[Extracted data entries]
↓
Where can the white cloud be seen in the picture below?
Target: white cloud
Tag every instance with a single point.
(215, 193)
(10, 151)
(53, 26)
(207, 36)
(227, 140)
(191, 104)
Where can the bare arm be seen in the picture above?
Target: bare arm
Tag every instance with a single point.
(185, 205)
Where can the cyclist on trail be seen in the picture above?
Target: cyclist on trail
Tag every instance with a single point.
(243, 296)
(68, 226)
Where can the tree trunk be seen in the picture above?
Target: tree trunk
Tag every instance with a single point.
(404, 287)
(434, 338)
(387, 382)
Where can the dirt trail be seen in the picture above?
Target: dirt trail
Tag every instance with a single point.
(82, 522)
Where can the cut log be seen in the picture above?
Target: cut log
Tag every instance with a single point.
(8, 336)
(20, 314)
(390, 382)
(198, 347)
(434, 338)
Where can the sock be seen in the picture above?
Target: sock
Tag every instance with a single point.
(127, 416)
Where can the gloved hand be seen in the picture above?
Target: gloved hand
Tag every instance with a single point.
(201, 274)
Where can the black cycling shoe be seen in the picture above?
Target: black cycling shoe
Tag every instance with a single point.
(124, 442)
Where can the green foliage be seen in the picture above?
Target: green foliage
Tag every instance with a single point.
↑
**WORK ITEM**
Write the lines out again exactly, from the one containing "Target: gloved hand" through the last line of the records, and include no other lines.

**FINAL ANSWER**
Target: gloved hand
Tag every instance with a single point.
(201, 274)
Where can the black cycling shoe be seen in the picture above?
Target: black cycling shoe
Tag every instance with a single point.
(124, 442)
Where can the green foliage be seen in the picture above?
Target: green foliage
Tag every instance with a single point.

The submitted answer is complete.